Document
==================================================
4. John Bunyan, Pilgrim’s Progress (1678)

This is the most famous Christian allegory ever written and, by some accounts, the most widely distributed book in the world (after the Bible). Bunyan understood the trials and triumphs of the Christian life and presented the journey of faith in a way that has inspired millions of Christians.

5. J. C. Ryle, Holiness (1877)

Ryle, an Anglican bishop in Liverpool, combined a sharp theological mind with unusually crisp communication. This is the best book for understanding the doctrine of progressive sanctification and growing in practical godliness.

6. G. K. Chesterton, Orthodoxy (1908)

From theological treatises to biographies to detective stories, Chesterton was one of the greatest writers in the English language from the twentieth century. This is Chesterton’s witty and intellectually robust defense of the joys of Christian orthodoxy.

7. Herman Bavinck, The Christian Family (1908)

Bavinck is best known for his multi-volume Reformed Dogmatics, but this exploration of sex, marriage, and family life, though originally written in Dutch over a hundred years ago, remains incredibly relevant for our day.

8. J. Gresham Machen, Christianity and Liberalism (1923)

It’s often been said that the most important word in this title is “and.” Machen, the Princeton Seminary professor who left to start Westminster Theological Seminary, argues persuasively that theological liberalism is not a different version of Christianity but a different religion altogether.

9. C. S. Lewis, Abolition of Man (1944)

While Lewis is better known for Mere Christianity and The Chronicles of Narnia, page for page this is one of the most important things Lewis ever wrote. Lewis argues that in forgetting the God-given natural order of morality, we have made “men without chests” who try to see through first principles and therefore no longer see.
==================================================
Data listing
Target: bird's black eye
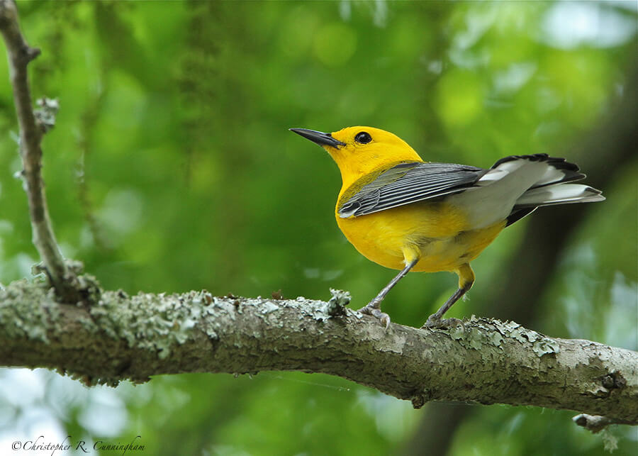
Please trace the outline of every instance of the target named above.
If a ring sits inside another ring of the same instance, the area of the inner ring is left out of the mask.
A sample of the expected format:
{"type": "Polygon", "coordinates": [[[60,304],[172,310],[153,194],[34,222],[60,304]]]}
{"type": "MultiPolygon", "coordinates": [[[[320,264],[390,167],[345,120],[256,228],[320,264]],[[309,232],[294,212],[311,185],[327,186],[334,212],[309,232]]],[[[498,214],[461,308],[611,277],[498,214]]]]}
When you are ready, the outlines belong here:
{"type": "Polygon", "coordinates": [[[372,140],[372,137],[365,131],[359,131],[354,137],[354,140],[359,144],[367,144],[372,140]]]}

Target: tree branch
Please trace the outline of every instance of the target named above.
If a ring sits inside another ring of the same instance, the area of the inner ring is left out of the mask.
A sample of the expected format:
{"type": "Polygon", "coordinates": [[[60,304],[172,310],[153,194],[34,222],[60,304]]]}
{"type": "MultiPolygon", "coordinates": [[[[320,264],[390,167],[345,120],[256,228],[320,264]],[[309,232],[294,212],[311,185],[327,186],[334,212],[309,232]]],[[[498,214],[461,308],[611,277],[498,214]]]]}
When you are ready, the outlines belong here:
{"type": "Polygon", "coordinates": [[[638,423],[638,352],[473,318],[449,330],[392,324],[326,303],[102,291],[83,308],[43,284],[0,291],[0,364],[87,384],[182,372],[337,375],[420,407],[432,400],[570,409],[638,423]]]}
{"type": "Polygon", "coordinates": [[[13,89],[16,113],[20,128],[20,155],[22,177],[29,202],[33,244],[57,295],[66,302],[81,299],[72,269],[67,267],[49,218],[42,179],[42,150],[40,144],[47,124],[36,120],[29,89],[27,65],[40,55],[29,46],[20,31],[18,11],[13,0],[0,0],[0,33],[9,57],[9,73],[13,89]]]}

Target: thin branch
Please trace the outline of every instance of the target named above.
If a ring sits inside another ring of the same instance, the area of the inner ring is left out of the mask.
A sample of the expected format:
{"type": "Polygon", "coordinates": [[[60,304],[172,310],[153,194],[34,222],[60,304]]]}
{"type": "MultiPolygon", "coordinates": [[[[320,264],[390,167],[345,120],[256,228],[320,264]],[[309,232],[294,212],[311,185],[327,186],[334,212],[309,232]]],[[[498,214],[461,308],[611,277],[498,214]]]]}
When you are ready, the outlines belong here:
{"type": "Polygon", "coordinates": [[[27,65],[40,55],[40,50],[29,46],[22,35],[13,0],[0,0],[0,32],[6,45],[13,100],[20,127],[22,176],[29,201],[33,244],[58,296],[67,302],[75,302],[79,300],[75,277],[65,265],[53,234],[40,172],[42,150],[40,145],[47,126],[38,122],[33,114],[27,72],[27,65]]]}
{"type": "Polygon", "coordinates": [[[57,369],[89,384],[182,372],[323,372],[415,407],[531,405],[638,423],[638,352],[549,338],[513,322],[385,331],[336,299],[101,296],[79,307],[26,281],[0,290],[0,364],[57,369]]]}
{"type": "Polygon", "coordinates": [[[607,416],[588,415],[587,413],[576,415],[571,419],[578,426],[591,430],[594,434],[600,432],[610,424],[632,424],[631,423],[625,423],[622,420],[615,420],[607,416]]]}

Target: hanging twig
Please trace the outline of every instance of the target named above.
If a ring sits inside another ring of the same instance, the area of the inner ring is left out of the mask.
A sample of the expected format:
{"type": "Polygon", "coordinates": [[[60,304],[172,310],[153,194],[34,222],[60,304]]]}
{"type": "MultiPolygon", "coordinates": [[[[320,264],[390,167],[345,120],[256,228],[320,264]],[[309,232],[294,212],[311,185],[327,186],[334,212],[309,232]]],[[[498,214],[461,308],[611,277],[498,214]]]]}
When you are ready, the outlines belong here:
==================================================
Exercises to complete
A) In the book list, in which city was Ryle an Anglican bishop?
B) Based on the book list, explain why the "men without chests" in Lewis's argument no longer see.

Solved problems
A) Liverpool

B) Lewis argues that forgetting the God-given natural order of morality has produced people who try to see through first principles. Because they try to see through those principles, they no longer see.